EXERCISE OBJECTIVE:
Search the material below for the string "green" and list each line that holds it.

EXCERPTED RECORDS:
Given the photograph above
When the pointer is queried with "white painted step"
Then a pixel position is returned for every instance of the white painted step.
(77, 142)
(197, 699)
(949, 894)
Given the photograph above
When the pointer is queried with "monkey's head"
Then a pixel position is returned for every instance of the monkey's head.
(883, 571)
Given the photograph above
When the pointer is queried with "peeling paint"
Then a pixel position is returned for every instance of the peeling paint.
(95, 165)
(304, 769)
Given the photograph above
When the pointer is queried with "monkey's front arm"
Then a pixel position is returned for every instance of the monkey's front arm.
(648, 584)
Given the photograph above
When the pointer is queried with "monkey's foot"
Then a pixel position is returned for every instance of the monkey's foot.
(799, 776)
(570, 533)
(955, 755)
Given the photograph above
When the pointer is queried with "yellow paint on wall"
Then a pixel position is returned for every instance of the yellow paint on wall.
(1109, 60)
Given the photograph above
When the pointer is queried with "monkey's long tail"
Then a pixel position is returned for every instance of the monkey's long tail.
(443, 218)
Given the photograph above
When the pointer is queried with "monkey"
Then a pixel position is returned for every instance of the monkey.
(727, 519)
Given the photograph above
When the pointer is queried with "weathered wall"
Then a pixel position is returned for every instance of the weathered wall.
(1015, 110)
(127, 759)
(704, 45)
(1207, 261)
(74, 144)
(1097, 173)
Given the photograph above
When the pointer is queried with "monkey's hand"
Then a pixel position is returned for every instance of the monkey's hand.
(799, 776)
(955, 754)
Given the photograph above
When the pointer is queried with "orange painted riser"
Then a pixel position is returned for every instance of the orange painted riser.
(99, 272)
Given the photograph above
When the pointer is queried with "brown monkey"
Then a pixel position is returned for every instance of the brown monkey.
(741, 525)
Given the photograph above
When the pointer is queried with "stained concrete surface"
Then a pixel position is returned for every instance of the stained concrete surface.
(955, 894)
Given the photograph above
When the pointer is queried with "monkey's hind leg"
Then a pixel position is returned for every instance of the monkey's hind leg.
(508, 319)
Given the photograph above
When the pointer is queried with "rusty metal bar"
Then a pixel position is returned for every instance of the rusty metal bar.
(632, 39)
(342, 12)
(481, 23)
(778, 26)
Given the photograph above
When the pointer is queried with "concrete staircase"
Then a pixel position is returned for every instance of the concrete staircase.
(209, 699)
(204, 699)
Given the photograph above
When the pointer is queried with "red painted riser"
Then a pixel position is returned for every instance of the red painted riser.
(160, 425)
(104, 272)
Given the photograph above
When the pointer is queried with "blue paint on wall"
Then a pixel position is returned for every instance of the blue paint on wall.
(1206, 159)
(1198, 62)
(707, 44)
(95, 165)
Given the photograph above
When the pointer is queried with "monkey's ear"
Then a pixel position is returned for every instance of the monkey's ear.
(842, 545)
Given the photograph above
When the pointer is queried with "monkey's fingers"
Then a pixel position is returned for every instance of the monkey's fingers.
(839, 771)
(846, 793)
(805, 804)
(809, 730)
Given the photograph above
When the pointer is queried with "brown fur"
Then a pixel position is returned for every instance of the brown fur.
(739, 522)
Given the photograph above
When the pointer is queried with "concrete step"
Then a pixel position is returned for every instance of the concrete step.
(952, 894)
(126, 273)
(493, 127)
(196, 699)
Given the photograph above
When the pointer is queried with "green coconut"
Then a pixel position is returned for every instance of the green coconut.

TASK SOLUTION:
When the pointer is queried with "green coconut"
Then a pixel position is returned for every instance of the green coconut.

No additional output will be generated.